◆ Zadanie A: Czym według fragmentu o kancelariach odszkodowawczych interesują się poszkodowani bezpośrednio po wypadku?
◆ Zadanie B: Skopiuj bez zmian część fragmentu o kancelariach odszkodowawczych zawartą między słowami „I robią to dość” a „cywilnej sprawcy wypadku.”, włącznie z nimi.

◆ Fragment tekstu:
--------------------

I robią to dość bezkarnie.
Owszem, jest to niezgodne z ustawą o ochronie danych osobowych. Jednak, moim zdaniem, ma to swoje dobre strony, gdyż w społeczeństwie wciąż jest mała świadomość ubezpieczeniowa. Poszkodowani nie zdają sobie sprawy, jak ważne jest gromadzenie niezbędnej dokumentacji, aby uzyskać wszelkie składniki odszkodowania przysługującego z tytułu odpowiedzialności cywilnej sprawcy wypadku.
Bezpośrednio po wypadku interesują się powrotem do zdrowia, nie wiedząc, że szybkie zgłoszenie szkody da im większe możliwości podczas rekonwalescencji. Dlatego błyskawiczny kontakt kancelarii odszkodowawczej pod tym względem ma swoje dobre strony – uświadomi poszkodowanego o jego prawach i pokieruje w kwestii dochodzenia odszkodowania.

--------------------

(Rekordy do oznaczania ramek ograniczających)

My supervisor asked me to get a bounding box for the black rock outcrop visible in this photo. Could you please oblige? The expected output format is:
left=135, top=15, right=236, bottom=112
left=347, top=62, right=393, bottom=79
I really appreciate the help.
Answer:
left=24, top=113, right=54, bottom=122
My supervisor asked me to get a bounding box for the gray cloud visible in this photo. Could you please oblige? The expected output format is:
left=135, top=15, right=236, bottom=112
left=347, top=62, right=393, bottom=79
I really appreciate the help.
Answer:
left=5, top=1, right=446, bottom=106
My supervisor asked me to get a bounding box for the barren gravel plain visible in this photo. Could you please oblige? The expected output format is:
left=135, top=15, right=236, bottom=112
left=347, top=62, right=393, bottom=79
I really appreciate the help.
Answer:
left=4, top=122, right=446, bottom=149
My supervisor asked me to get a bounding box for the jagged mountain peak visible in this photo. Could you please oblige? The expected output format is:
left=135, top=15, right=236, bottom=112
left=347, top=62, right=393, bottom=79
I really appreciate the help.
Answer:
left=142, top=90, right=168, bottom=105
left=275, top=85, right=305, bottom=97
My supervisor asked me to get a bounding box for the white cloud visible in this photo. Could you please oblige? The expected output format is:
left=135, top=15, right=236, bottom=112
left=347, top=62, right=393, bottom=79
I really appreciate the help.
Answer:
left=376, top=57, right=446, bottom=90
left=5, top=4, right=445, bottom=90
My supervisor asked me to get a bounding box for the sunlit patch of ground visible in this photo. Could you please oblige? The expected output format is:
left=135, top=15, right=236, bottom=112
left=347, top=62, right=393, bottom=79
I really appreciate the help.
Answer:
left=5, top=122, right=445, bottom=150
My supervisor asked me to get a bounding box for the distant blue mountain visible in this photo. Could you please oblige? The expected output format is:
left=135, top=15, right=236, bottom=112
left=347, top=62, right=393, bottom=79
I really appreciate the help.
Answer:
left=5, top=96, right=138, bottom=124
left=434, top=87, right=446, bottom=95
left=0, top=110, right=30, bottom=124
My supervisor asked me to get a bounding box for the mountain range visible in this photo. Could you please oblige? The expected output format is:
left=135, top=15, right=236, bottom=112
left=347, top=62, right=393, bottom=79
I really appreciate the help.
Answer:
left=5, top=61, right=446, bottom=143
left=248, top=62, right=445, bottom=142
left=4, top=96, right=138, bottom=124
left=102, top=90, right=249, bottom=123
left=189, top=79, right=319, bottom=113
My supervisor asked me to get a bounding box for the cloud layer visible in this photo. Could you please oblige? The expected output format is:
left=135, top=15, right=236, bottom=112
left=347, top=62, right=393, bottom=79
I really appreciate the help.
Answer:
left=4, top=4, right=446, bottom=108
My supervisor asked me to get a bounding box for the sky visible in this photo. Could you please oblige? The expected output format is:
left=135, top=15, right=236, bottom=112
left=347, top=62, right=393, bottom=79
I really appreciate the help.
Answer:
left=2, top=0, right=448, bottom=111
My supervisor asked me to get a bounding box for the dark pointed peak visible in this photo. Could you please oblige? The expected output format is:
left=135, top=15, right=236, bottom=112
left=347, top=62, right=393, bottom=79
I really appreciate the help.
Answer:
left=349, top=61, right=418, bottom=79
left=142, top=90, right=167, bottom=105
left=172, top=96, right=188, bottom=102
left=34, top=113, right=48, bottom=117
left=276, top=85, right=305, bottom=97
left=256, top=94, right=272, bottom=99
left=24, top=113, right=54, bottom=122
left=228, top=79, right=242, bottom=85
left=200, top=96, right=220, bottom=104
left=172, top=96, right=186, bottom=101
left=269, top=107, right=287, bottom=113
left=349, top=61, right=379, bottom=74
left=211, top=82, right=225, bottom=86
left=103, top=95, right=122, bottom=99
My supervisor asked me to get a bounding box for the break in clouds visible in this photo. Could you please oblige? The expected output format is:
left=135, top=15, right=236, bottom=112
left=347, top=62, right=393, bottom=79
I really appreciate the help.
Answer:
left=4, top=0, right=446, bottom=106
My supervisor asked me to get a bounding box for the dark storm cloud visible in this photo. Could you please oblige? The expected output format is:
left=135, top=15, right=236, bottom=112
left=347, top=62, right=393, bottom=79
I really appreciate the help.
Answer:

--------------------

◆ Poprawna odpowiedź A: Powrotem do zdrowia.

◆ Poprawna odpowiedź B:
I robią to dość bezkarnie.
Owszem, jest to niezgodne z ustawą o ochronie danych osobowych. Jednak, moim zdaniem, ma to swoje dobre strony, gdyż w społeczeństwie wciąż jest mała świadomość ubezpieczeniowa. Poszkodowani nie zdają sobie sprawy, jak ważne jest gromadzenie niezbędnej dokumentacji, aby uzyskać wszelkie składniki odszkodowania przysługującego z tytułu odpowiedzialności cywilnej sprawcy wypadku.